● THE TASK:
In the text on selection-detection methods, give the stretch from "Gene-Wide Models" through "a given gene." again, changing "test branches" to "foreground branches".

STUDY TEXT Block Start

For more information, please see the summary on hyphy.org or see Murrell, B et al. "FUBAR: A Fast, Unconstrained Bayesian AppRoximation for inferring selection." Mol. Biol. Evol. 30, 1196–1205 (2013).

SLAC

SLAC (Single-Likelihood Ancestor Counting) uses a combination of maximum-likelihood (ML) and counting approaches to infer nonsynonymous (dN) and synonymous (dS) substitution rates on a per-site basis for a given coding alignment and corresponding phylogeny. Like FEL, this method assumes that the selection pressure for each site is constant along the entire phylogeny.

For more information, please see the summary on hyphy.org or see Kosakovsky Pond, SL and Frost, SDW. "Not So Different After All: A Comparison of Methods for Detecting Amino Acid Sites Under Selection." Mol. Biol. Evol. 22, 1208--1222 (2005).

MEME

MEME (Mixed Effects Model of Evolution) employs a mixed-effects maximum likelihood approach to test the hypothesis that individual sites have been subject to episodic positive or diversifying selection. In other words, MEME aims to detect sites evolving under positive selection under a proportion of branches.

For more information, please see the summary on hyphy.org or see Murrell, B et al. "Detecting individual sites subject to episodic diversifying selection." PLoS Genetics 8, e1002764 (2012).

Individual Branch Models

aBSREL

aBSREL (adaptive Branch-Site Random Effects Likelihood) is an improved version of the commonly-used "branch-site" models, which are used to test if positive selection has occurred on a proportion of branches.

For more information, please see the summary on hyphy.org or see Smith, MD et al. "Less is more: an adaptive branch-site random effects model for efficient detection of episodic diversifying selection." Mol. Biol. Evol. 32, 1342–1353 (2015).

Gene-Wide Models

BUSTED

BUSTED (Branch-site Unrestricted Statistical Test for Episodic Diversification) provides a gene-wide (not site-specific) test for positive selection by asking whether a gene has experienced positive selection at at least one site on at least one branch.

For more information, please see the summary on hyphy.org or see Murrell, B et al. "Gene-wide identification of episodic selection." Mol. Biol. Evol. 32, 1365–1371 (2015).

RELAX

RELAX is a hypothesis testing framework that asks whether the strength of natural selection has been relaxed or intensified along a specified set of test branches. RELAX is therefore not a suitable method for explicitly testing for positive selection. Instead, RELAX is most useful for identifying trends and/or shifts in the stringency of natural selection on a given gene.

For more information, please see the summary on hyphy.org or see Wertheim, JO et al. "RELAX: detecting relaxed selection in a phylogenetic framework." Mol. Biol. Evol. 32, 820–832 (2015).

STUDY TEXT Block End
GIVEN RECORDS Block Start

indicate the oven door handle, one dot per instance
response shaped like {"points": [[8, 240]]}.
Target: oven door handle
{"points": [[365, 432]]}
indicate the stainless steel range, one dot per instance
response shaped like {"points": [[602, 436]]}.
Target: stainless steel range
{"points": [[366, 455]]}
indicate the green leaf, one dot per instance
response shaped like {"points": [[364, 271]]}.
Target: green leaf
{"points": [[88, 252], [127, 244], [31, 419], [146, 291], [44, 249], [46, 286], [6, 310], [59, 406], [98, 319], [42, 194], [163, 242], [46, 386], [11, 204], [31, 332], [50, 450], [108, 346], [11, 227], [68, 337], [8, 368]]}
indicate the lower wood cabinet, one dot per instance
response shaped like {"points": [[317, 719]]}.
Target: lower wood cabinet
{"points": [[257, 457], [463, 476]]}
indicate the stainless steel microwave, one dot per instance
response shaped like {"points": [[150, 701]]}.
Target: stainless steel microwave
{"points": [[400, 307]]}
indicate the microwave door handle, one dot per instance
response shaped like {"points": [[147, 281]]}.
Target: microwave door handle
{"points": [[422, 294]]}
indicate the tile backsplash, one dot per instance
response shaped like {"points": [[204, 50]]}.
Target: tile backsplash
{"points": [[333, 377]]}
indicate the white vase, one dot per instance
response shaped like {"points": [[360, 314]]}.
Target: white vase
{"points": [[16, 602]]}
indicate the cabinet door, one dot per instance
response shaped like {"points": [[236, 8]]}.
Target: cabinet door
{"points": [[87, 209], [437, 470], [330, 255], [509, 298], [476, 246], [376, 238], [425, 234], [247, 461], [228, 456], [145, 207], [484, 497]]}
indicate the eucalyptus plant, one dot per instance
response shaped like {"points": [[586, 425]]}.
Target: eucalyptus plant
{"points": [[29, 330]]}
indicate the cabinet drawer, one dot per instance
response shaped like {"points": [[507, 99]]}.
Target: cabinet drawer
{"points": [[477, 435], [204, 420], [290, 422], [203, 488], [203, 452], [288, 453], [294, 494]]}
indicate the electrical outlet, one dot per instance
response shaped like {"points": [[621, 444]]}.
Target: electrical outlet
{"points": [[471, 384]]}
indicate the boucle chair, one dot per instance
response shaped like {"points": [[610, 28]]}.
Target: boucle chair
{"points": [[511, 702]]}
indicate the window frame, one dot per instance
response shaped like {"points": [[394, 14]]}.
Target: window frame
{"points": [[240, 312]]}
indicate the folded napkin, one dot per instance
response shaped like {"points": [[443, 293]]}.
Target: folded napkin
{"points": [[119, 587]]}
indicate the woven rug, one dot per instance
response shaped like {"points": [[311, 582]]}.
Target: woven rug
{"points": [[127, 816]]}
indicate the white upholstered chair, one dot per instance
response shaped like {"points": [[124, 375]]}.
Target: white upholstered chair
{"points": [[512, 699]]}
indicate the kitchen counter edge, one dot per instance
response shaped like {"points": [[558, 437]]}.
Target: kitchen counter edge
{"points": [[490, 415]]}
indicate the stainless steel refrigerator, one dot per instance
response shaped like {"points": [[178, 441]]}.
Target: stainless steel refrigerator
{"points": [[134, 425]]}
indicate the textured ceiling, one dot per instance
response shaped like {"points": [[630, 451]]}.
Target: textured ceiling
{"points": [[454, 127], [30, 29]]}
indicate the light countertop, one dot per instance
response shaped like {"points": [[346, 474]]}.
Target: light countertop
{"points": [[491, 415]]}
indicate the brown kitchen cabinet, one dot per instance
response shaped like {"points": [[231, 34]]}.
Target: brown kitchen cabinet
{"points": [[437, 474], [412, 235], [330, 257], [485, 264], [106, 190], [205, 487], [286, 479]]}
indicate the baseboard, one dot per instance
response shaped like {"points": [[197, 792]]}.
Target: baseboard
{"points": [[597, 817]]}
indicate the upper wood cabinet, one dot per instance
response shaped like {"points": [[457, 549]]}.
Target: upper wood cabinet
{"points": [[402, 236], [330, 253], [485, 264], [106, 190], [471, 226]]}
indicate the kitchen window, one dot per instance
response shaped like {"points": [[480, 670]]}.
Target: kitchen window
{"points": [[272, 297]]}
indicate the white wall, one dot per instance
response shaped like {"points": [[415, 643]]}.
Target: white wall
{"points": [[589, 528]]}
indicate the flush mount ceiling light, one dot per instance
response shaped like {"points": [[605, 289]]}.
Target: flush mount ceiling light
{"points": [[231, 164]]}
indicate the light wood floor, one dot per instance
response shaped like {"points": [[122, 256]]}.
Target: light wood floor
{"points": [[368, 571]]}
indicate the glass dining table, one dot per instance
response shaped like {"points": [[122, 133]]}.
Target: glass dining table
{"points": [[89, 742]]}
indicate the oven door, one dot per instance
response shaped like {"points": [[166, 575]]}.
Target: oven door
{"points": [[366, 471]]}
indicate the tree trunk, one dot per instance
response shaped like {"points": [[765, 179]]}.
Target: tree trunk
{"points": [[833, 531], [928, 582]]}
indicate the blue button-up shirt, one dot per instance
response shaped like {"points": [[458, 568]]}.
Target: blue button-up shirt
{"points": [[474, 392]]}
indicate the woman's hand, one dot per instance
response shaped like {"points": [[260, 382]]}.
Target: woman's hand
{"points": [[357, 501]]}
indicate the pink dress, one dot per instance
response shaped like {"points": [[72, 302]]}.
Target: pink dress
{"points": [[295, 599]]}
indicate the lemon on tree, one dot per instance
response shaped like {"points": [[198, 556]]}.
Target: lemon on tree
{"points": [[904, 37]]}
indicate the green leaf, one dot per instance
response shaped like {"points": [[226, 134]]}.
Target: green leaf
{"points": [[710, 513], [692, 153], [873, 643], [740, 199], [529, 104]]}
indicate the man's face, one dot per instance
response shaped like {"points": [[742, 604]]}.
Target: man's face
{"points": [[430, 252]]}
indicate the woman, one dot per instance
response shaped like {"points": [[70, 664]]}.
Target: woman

GIVEN RECORDS Block End

● SOLUTION TO THE EXERCISE:
Gene-Wide Models

BUSTED

BUSTED (Branch-site Unrestricted Statistical Test for Episodic Diversification) provides a gene-wide (not site-specific) test for positive selection by asking whether a gene has experienced positive selection at at least one site on at least one branch.

For more information, please see the summary on hyphy.org or see Murrell, B et al. "Gene-wide identification of episodic selection." Mol. Biol. Evol. 32, 1365–1371 (2015).

RELAX

RELAX is a hypothesis testing framework that asks whether the strength of natural selection has been relaxed or intensified along a specified set of foreground branches. RELAX is therefore not a suitable method for explicitly testing for positive selection. Instead, RELAX is most useful for identifying trends and/or shifts in the stringency of natural selection on a given gene.